● **EXTRAIT**:

COTONOU - Au lendemain de l'annonce par les autorités
d'un coup d'Etat manqué au Bénin, l'homme d'affaires Patrice Talon, déjà
poursuivi pour avoir tenté d'empoisonner le président Boni Yayi il y a
quelques mois, est à nouveau cité comme un des instigateurs du complot.
"Un nouveau mandat d'arrêt international est en cours contre Patrice Talon
mais il n'est pas encore officiellement délivré, nous y travaillons", a
déclaré lundi à l'AFP le procureur de la République Justin Gbenameto.
Le procureur avait annoncé dimanche dans un communiqué l'interpellation de
deux personnes à Cotonou pour "tentative d'atteinte à la sûreté intérieure de
l'Etat" béninois.

● **DONNÉES RECUEILLIES**:
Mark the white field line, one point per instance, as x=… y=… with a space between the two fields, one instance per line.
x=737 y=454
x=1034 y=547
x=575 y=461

● **CONSIGNE**: Pouvez-vous recopier en entier, sans la moindre modification, l'extrait sur le coup d'État manqué au Bénin ? La liste provient d'une autre source que l'extrait.

● **TRAVAIL RÉALISÉ**:
COTONOU - Au lendemain de l'annonce par les autorités
d'un coup d'Etat manqué au Bénin, l'homme d'affaires Patrice Talon, déjà
poursuivi pour avoir tenté d'empoisonner le président Boni Yayi il y a
quelques mois, est à nouveau cité comme un des instigateurs du complot.
"Un nouveau mandat d'arrêt international est en cours contre Patrice Talon
mais il n'est pas encore officiellement délivré, nous y travaillons", a
déclaré lundi à l'AFP le procureur de la République Justin Gbenameto.
Le procureur avait annoncé dimanche dans un communiqué l'interpellation de
deux personnes à Cotonou pour "tentative d'atteinte à la sûreté intérieure de
l'Etat" béninois.